EXCERPT TO READ:
□ □ □ □ □ □ □

The bosun’s chair is simply a board attached to wide nylon webbing that you can sit on. The webbing is attached to a halyard, and the halyard is winched up the mast by someone on deck.
Bosun’s chairs vary in features. Some are as simple as a board with straps. Others are much more secure and comfortable, with a back to keep your bum in place and straps around your thighs to ensure it does not slip. Of course, the more secure and comfortable it is, the easier it is to do projects with two hands. Many sailors like to use a climbing safety harness
It takes quite a lot of winching for the deckhand to get you to the top. It’s the only job on my sailboat that makes me wish for an electric winch, actually.
Going up the mast is all about planning and playing the “what if” game. For safety, please make sure everyone involved knows their roles. It’s advisable to put someone on the winch who is well-versed in cleat hitches, clutches, self-tailing or non-self-tailing, and whatever else you’ve got going on. Shouting about which line to secure where and how is the last thing you want to do as you swing 50 feet off the deck.
Always have a safety line. Yes, it increases your work and gives you one more thing to worry about. But it just might save your bacon.
Don’t forget to plan out precisely what you’re going to be doing once you get where you’re going. Walk through every action you need to take.
Make sure you take all of the tools you need—and might need—with you. I like to take as much as I can in a close-fitting messenger or sling bag. The only thing worse than mast climbing is doing it multiple times. Of course, you can have your helper send tools and parts up and down with a bucket, but it adds complexity to the operation and lots of potential to be aggravated.

□ □ □ □ □ □ □

REQUIREMENT A:
Repeat the bounding-box records below word for word, every one of them, and omit the pictures.

□ □ □ □ □ □ □

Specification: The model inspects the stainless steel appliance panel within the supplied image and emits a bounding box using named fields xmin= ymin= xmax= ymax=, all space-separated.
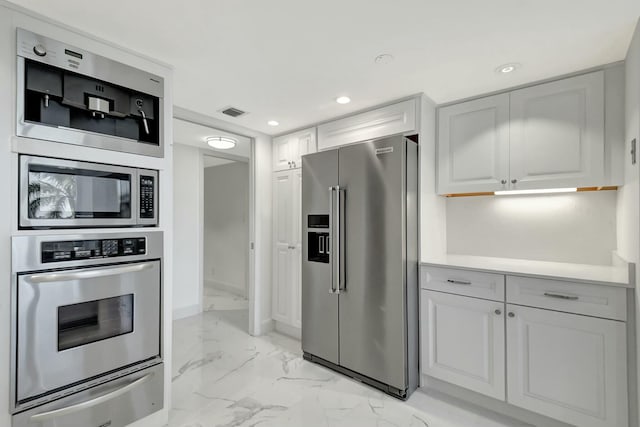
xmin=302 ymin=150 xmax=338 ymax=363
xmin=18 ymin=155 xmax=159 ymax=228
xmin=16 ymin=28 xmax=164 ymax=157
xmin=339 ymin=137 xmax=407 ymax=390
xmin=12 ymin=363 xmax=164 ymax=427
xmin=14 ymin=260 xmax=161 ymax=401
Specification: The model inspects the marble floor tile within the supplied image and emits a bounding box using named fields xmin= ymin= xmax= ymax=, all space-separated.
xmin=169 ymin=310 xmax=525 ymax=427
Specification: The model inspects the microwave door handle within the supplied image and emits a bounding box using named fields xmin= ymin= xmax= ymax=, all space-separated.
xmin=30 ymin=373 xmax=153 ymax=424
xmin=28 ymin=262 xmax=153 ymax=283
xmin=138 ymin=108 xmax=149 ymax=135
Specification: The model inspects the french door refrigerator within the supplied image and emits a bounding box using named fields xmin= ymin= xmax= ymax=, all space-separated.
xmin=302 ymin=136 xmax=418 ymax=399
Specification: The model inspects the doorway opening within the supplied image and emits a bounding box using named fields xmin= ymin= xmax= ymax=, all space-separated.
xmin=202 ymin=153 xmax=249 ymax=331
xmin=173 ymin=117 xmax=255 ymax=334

□ □ □ □ □ □ □

REQUIREMENT B:
Duplicate everything in the mast-climbing passage above from "The bosun’s chair" down to "electric winch, actually.", keeping the wording unchanged.

COMPLETE OUTPUT A:
Specification: The model inspects the stainless steel appliance panel within the supplied image and emits a bounding box using named fields xmin= ymin= xmax= ymax=, all space-separated.
xmin=302 ymin=150 xmax=338 ymax=363
xmin=18 ymin=155 xmax=159 ymax=228
xmin=16 ymin=28 xmax=164 ymax=157
xmin=339 ymin=137 xmax=407 ymax=390
xmin=12 ymin=363 xmax=164 ymax=427
xmin=14 ymin=260 xmax=161 ymax=401
Specification: The model inspects the marble floor tile within the supplied image and emits a bounding box using named fields xmin= ymin= xmax= ymax=, all space-separated.
xmin=169 ymin=310 xmax=525 ymax=427
Specification: The model inspects the microwave door handle within the supplied image and emits a bounding box using named fields xmin= ymin= xmax= ymax=, all space-separated.
xmin=30 ymin=373 xmax=153 ymax=424
xmin=28 ymin=262 xmax=153 ymax=283
xmin=138 ymin=108 xmax=149 ymax=135
Specification: The model inspects the french door refrigerator within the supplied image and emits a bounding box using named fields xmin= ymin= xmax= ymax=, all space-separated.
xmin=302 ymin=136 xmax=418 ymax=399
Specification: The model inspects the doorway opening within the supplied image and emits a bounding box using named fields xmin= ymin= xmax= ymax=, all space-separated.
xmin=202 ymin=153 xmax=249 ymax=331
xmin=173 ymin=117 xmax=255 ymax=334

COMPLETE OUTPUT B:
The bosun’s chair is simply a board attached to wide nylon webbing that you can sit on. The webbing is attached to a halyard, and the halyard is winched up the mast by someone on deck.
Bosun’s chairs vary in features. Some are as simple as a board with straps. Others are much more secure and comfortable, with a back to keep your bum in place and straps around your thighs to ensure it does not slip. Of course, the more secure and comfortable it is, the easier it is to do projects with two hands. Many sailors like to use a climbing safety harness
It takes quite a lot of winching for the deckhand to get you to the top. It’s the only job on my sailboat that makes me wish for an electric winch, actually.